Natural language region descriptions:

+++

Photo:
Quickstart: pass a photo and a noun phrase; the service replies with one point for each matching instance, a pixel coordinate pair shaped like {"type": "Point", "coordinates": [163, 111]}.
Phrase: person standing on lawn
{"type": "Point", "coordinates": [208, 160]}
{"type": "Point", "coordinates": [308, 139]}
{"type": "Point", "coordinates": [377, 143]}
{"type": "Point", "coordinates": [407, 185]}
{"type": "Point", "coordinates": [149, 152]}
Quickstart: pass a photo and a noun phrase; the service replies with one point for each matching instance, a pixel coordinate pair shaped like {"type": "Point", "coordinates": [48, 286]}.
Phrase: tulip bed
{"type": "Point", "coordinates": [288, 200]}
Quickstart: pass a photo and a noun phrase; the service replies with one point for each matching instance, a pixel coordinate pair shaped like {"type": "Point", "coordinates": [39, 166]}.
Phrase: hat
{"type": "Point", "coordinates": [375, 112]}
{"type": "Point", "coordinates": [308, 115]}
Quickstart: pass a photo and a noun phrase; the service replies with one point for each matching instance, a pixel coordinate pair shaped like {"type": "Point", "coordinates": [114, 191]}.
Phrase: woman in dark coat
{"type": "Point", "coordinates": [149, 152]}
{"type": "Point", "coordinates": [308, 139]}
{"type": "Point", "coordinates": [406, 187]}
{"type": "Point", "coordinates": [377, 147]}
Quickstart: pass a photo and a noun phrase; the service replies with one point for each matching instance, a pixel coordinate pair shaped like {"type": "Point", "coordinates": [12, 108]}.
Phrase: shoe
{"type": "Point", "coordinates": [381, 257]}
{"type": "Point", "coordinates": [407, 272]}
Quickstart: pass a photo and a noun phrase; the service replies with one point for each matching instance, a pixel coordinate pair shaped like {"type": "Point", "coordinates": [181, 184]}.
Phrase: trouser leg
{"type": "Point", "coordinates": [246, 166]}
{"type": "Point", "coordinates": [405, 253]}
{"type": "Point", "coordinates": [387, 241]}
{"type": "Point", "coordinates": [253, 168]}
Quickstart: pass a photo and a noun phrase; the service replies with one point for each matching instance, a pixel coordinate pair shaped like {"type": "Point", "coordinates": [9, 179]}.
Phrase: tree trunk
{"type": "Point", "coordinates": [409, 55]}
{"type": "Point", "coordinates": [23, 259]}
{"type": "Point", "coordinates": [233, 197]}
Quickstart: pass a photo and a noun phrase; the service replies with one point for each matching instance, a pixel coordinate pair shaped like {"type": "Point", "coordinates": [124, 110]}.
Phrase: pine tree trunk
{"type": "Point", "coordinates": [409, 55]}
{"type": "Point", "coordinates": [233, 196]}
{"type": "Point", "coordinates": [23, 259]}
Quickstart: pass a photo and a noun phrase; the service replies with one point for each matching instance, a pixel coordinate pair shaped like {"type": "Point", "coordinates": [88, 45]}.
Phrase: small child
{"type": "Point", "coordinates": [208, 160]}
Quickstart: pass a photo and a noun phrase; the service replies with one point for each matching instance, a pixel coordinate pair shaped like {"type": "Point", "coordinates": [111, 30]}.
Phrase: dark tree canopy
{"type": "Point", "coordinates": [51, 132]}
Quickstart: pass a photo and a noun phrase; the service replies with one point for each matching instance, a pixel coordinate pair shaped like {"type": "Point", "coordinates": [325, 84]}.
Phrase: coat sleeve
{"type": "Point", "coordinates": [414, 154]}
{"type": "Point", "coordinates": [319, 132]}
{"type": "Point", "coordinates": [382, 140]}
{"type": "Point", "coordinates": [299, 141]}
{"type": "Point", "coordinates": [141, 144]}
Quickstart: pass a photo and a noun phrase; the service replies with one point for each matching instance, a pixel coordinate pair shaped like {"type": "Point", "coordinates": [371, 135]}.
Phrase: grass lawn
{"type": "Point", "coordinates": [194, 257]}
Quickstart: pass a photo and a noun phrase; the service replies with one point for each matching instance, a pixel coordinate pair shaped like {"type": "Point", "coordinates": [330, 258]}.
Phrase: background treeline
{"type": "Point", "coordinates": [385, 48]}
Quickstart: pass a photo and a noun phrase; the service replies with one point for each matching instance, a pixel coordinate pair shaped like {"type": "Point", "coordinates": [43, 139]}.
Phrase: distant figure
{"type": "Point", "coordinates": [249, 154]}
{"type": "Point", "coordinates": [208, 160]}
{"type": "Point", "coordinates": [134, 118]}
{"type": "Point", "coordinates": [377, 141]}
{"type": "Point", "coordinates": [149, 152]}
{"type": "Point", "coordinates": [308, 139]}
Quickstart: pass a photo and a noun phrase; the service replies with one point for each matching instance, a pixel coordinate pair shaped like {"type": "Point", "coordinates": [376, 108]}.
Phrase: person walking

+++

What to do: Whatever appears in the data above must be copied word for word.

Answer for the task:
Photo:
Quickstart: pass a photo and a noun phrase; the service replies with one point for each matching instance, a pixel coordinate pair shaped like {"type": "Point", "coordinates": [163, 111]}.
Phrase: person standing on lawn
{"type": "Point", "coordinates": [208, 160]}
{"type": "Point", "coordinates": [308, 139]}
{"type": "Point", "coordinates": [377, 143]}
{"type": "Point", "coordinates": [407, 185]}
{"type": "Point", "coordinates": [149, 152]}
Quickstart: pass a photo and a noun phrase; the service replies with one point for each matching instance, a pixel coordinate pair shaped like {"type": "Point", "coordinates": [48, 286]}.
Phrase: tulip bed
{"type": "Point", "coordinates": [288, 200]}
Quickstart: pass a photo and a noun phrase; the service replies with one point for each matching instance, a pixel coordinate pair shaped like {"type": "Point", "coordinates": [39, 166]}.
Phrase: hat
{"type": "Point", "coordinates": [375, 112]}
{"type": "Point", "coordinates": [308, 115]}
Quickstart: pass a photo and a noun phrase; the service replies with one point for each matching instance, a pixel coordinate pair shaped like {"type": "Point", "coordinates": [114, 191]}.
Phrase: woman in dark coat
{"type": "Point", "coordinates": [149, 152]}
{"type": "Point", "coordinates": [308, 139]}
{"type": "Point", "coordinates": [406, 187]}
{"type": "Point", "coordinates": [377, 147]}
Quickstart: pass a photo and a noun phrase; the service replies with one point for each matching instance, a pixel coordinate pair shaped like {"type": "Point", "coordinates": [12, 108]}.
Phrase: shoe
{"type": "Point", "coordinates": [381, 257]}
{"type": "Point", "coordinates": [407, 272]}
Quickstart: pass a photo and a noun phrase; the service replies with one point for each matching instance, a pixel coordinate pair shaped like {"type": "Point", "coordinates": [181, 184]}.
Phrase: trouser leg
{"type": "Point", "coordinates": [246, 166]}
{"type": "Point", "coordinates": [405, 253]}
{"type": "Point", "coordinates": [387, 241]}
{"type": "Point", "coordinates": [253, 168]}
Quickstart: pass a photo and a noun phrase; the service replies with one point for each matching instance, a pixel coordinate pair shaped like {"type": "Point", "coordinates": [9, 179]}.
Phrase: tree trunk
{"type": "Point", "coordinates": [409, 55]}
{"type": "Point", "coordinates": [23, 259]}
{"type": "Point", "coordinates": [233, 197]}
Quickstart: pass a photo and a noun phrase; the service replies with one point for each matching instance, a pixel coordinate pair shaped like {"type": "Point", "coordinates": [124, 110]}.
Phrase: pine tree trunk
{"type": "Point", "coordinates": [409, 55]}
{"type": "Point", "coordinates": [233, 196]}
{"type": "Point", "coordinates": [23, 259]}
Quickstart: pass a photo and a noun phrase; the service replies with one point for each matching instance, a pixel coordinate pair shaped like {"type": "Point", "coordinates": [88, 45]}.
Phrase: small child
{"type": "Point", "coordinates": [208, 160]}
Quickstart: pass a photo and a noun phrase; the service replies with one point for each matching instance, a pixel coordinate pair shaped like {"type": "Point", "coordinates": [111, 30]}.
Phrase: dark tree canopy
{"type": "Point", "coordinates": [51, 132]}
Quickstart: pass a photo and a noun phrase; the service replies with one point for each matching instance, a pixel coordinate pair shaped like {"type": "Point", "coordinates": [325, 84]}.
Phrase: coat sleeve
{"type": "Point", "coordinates": [414, 154]}
{"type": "Point", "coordinates": [319, 132]}
{"type": "Point", "coordinates": [382, 140]}
{"type": "Point", "coordinates": [299, 141]}
{"type": "Point", "coordinates": [141, 144]}
Quickstart: pass a photo and a noun phrase; the service replies with one point for each matching instance, a pixel coordinate pair shaped like {"type": "Point", "coordinates": [371, 135]}.
Phrase: grass lawn
{"type": "Point", "coordinates": [194, 257]}
Quickstart: pass a photo and a noun phrase; the service replies with one point for each matching instance, a pixel coordinate pair shaped like {"type": "Point", "coordinates": [330, 258]}.
Phrase: background treeline
{"type": "Point", "coordinates": [385, 48]}
Quickstart: pass a photo and a noun phrase; the service replies with one point for each matching instance, a pixel coordinate pair shaped like {"type": "Point", "coordinates": [43, 139]}.
Phrase: distant figure
{"type": "Point", "coordinates": [249, 154]}
{"type": "Point", "coordinates": [208, 160]}
{"type": "Point", "coordinates": [134, 118]}
{"type": "Point", "coordinates": [377, 141]}
{"type": "Point", "coordinates": [149, 152]}
{"type": "Point", "coordinates": [308, 139]}
Quickstart: pass a photo and a noun phrase; the service replies with one point for each matching instance, a pixel coordinate pair shaped like {"type": "Point", "coordinates": [376, 108]}.
Phrase: person walking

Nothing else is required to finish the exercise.